> [GIVEN RECORDS]:
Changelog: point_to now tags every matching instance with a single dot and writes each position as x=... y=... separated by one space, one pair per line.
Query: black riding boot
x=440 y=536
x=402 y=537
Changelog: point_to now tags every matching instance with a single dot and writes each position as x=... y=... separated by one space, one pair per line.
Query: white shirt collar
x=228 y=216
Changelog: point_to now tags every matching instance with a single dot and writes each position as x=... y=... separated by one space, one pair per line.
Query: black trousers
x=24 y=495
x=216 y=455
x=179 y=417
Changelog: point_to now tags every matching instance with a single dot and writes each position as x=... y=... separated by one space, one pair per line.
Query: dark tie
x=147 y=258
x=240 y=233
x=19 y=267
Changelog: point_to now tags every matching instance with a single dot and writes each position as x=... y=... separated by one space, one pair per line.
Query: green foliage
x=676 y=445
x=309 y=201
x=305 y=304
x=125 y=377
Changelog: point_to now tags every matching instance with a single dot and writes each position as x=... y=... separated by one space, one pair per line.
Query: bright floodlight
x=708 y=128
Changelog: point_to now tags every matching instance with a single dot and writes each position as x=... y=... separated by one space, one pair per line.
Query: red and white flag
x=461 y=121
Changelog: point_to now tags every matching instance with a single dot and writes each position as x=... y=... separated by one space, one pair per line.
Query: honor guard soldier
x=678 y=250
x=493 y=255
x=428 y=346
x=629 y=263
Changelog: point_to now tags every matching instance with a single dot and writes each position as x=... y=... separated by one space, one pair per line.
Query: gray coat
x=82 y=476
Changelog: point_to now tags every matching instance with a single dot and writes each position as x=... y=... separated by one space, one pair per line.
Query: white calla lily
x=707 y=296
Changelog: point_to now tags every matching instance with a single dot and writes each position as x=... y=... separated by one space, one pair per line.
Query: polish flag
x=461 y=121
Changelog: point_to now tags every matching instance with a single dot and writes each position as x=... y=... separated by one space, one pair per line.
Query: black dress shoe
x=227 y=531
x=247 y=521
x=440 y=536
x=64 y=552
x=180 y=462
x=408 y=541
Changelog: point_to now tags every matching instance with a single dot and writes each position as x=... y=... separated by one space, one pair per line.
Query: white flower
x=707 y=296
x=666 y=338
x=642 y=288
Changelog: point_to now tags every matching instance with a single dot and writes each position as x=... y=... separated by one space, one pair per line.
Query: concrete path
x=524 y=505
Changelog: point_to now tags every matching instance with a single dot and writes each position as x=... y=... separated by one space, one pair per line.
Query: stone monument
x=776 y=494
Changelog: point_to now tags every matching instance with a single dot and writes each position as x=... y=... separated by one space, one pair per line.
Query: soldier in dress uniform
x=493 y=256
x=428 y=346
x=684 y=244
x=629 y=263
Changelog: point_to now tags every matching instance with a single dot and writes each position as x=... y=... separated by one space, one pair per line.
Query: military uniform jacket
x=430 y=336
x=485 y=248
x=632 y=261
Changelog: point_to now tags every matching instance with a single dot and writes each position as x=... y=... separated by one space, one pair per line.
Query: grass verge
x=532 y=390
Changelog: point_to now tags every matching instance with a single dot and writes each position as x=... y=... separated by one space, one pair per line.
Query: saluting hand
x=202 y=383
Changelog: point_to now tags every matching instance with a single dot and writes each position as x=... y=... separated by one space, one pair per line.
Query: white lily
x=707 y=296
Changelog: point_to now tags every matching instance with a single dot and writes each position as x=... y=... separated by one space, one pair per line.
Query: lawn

> [WHAT IS NEEDED]: Every line of the records above needs to be given again exactly.

> [TASK RESULT]:
Changelog: point_to now tags every matching instance with a single dot and writes each position as x=... y=... separated by one space, one pair per line.
Query: black riding boot
x=440 y=536
x=402 y=537
Changelog: point_to now tags every matching instance with a single dot and writes each position as x=... y=... separated by one space, one pair per line.
Query: white shirt collar
x=228 y=216
Changelog: point_to now tags every matching instance with a single dot and writes each position as x=... y=... separated by one space, one pair per line.
Query: black trousers
x=24 y=495
x=216 y=455
x=179 y=417
Changelog: point_to now tags every matching instance with a single dot and writes each position as x=... y=... separated by one space, one pair per line.
Query: dark tie
x=147 y=258
x=240 y=233
x=19 y=267
Changelog: point_to now tags every matching instance with a single dot and writes each position as x=... y=... separated by one space, one pair per line.
Query: green foliage
x=676 y=445
x=309 y=201
x=305 y=304
x=125 y=377
Changelog: point_to now tags every matching instance with a single dot and writes each position as x=... y=... separated by one space, one pair per line.
Query: bright floodlight
x=708 y=128
Changelog: point_to now tags every matching instance with a single dot and writes each position as x=... y=... separated by one space, one pair per line.
Query: red and white flag
x=461 y=121
Changelog: point_to now tags every matching instance with a single dot and writes each position as x=... y=... separated by one space, one pair per line.
Query: honor guard soldier
x=678 y=250
x=493 y=255
x=428 y=346
x=629 y=263
Changelog: point_to now tags every matching instance with a single dot and writes each position as x=... y=... separated by one space, one pair per line.
Query: gray coat
x=82 y=476
Changelog: point_to now tags every matching instance with a single dot and writes each position as x=... y=... separated by one space, one pair per line.
Query: white calla lily
x=707 y=296
Changelog: point_to now tags every matching instance with a single dot and writes each position as x=... y=... separated by one space, one pair per line.
Query: polish flag
x=461 y=121
Changelog: point_to now tags every matching instance with a single dot and writes each position as x=... y=... separated by one space, one pair per line.
Query: black dress shoe
x=227 y=531
x=247 y=521
x=440 y=536
x=64 y=552
x=180 y=462
x=408 y=541
Changelog: point_to now tags every matching instance with a single dot and writes each position as x=... y=... separated by one space, one pair per line.
Query: white flower
x=707 y=296
x=666 y=338
x=642 y=288
Changelog: point_to now tags every matching instance with a single dot and writes each position as x=... y=... separated by one space, one pair per line.
Query: concrete path
x=524 y=505
Changelog: point_to now tags every matching instance with a single dot and writes each position as x=... y=... separated by one space, one pair per line.
Query: stone monument
x=776 y=494
Changelog: point_to now tags every matching instance with a single dot and writes each position as x=... y=... separated by one space, one pair per line.
Query: soldier in dress uniform
x=493 y=256
x=428 y=346
x=684 y=244
x=629 y=263
Changelog: point_to now tags every matching instance with a single dot and writes each position as x=... y=... separated by one space, one pair per line.
Query: military uniform jacket
x=430 y=336
x=485 y=248
x=632 y=261
Changelog: point_to now tags every matching instance with a single dot and writes each position as x=... y=... separated by one space, one pair per line.
Query: grass verge
x=532 y=390
Changelog: point_to now tags every matching instance with a single dot and writes each position as x=... y=... separated by one space, one pair per line.
Query: saluting hand
x=202 y=383
Changelog: point_to now tags every matching instance with a single dot and writes each position as x=... y=... separated by one space, one pair per line.
Query: white lily
x=707 y=296
Changelog: point_to now tags every matching instance with a single dot and writes each position as x=... y=... separated by one space, one pair per line.
Query: lawn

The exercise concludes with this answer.